### Tasks for this exercise:
(1) Repeat the diary excerpt word for word, from "Friday, 16 December" up to and including "sweet smelling gifts.....".
(2) In the diary excerpt, how many envelopes did the writer stuff with the father's Christmas letter?

-------- Document excerpt --------

They called the paramedics and an ambulance to him this morning because he ‘wasn’t responding, and was talking gobbledegook’. The duty doctor examined him - blood pressure etc all OK - still bruised from his fall two days ago, probably a cracked rib, but very confused. So now he will be re-assessed by his own doctor tomorrow.


Tonight before we left and I asked my father what he was thinking about, he said,


the four festive horsemen.’


I’m guessing he means the Four Horsemen of the Apocalypse - and his feeling of death approaching.


If you listen carefully he usually makes sense - it’s just that some people confuse that with gobbledegook.


Friday, 16 December 2011

Flames Leaping and Laughing

16th December 2011 Friday


Bright moments from today dispelling gloomy skies and the feeling of Christmas hurtling towards me unblinkered.....


the faces of two dear friends across the cafe table as we share mushroom and cheddar tarts and exchange sparkly bags of sweet smelling gifts.....


in my sister’s kitchen a big wok full of stir fried vegetables - purple, red and yellow glistening jewels, swirled with green pak choi and fat pink prawns - her surprise supper for us...... reward for stuffing my father’s Christmas letter into 150 envelopes......


a fire in the heart of their sitting room - flames leaping and laughing in a glass framed cabinet - keeping the night at bay - knitting us close.......



Thursday, 15 December 2011

Dormouse

15th December 2011 Thursday


I’m sitting on a deep soft leather sofa in Cafe Nero, wet shopping bags of vegetables by my feet, the umbrella leaning against the side of the chair opposite me. My husband is in the queue to buy us coffee. It’s not even eleven o’clock but I feel as if I’ve run an emotional marathon already - wading through streets of Christmas shoppers. I gaze out of the window and watch the people passing by in the squalling rain and wonder what kind of Christmas they are having. I want to stay on this sofa forever.


The young attractive woman on the table next to us is talking on her mobile phone. She says,


‘Ok Daddykins I don’t want you to eat or drink too much on Christmas day. Promise me?’


I don’t know what Daddykins replies but I think about the big box of luminous coloured drinking straws we just bought for my father. To help him drink his tea and his coffee and his ribena out of the china cups which he is finding increasingly difficult to lift to his lips. So he forgets to drink at all.

-------- Extracted records --------

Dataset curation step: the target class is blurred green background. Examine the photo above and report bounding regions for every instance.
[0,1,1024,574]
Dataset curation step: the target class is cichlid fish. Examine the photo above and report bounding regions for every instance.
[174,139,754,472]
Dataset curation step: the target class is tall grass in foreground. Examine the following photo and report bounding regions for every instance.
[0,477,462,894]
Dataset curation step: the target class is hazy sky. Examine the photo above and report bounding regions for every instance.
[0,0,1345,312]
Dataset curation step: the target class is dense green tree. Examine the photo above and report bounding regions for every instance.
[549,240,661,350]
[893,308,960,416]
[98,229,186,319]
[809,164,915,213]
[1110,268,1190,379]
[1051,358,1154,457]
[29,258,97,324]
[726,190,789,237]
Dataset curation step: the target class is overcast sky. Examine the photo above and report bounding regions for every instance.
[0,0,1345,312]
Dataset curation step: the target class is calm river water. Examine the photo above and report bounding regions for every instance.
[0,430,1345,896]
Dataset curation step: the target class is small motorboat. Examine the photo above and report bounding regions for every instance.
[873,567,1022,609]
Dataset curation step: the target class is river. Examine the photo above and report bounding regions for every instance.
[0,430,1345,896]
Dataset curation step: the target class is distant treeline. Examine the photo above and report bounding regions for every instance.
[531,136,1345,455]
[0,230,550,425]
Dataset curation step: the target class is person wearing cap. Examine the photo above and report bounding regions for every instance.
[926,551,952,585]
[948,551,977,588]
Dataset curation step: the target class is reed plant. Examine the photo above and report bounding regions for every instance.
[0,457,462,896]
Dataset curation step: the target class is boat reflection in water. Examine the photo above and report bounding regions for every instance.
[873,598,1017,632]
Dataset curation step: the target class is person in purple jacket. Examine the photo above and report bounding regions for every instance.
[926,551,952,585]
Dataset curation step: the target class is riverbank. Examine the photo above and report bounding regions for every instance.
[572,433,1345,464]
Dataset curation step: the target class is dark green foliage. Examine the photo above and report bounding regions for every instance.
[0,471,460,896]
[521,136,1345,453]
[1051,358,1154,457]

--------

### Solution list:
(1)
Friday, 16 December 2011

Flames Leaping and Laughing

16th December 2011 Friday


Bright moments from today dispelling gloomy skies and the feeling of Christmas hurtling towards me unblinkered.....


the faces of two dear friends across the cafe table as we share mushroom and cheddar tarts and exchange sparkly bags of sweet smelling gifts.....

(2) 150 envelopes.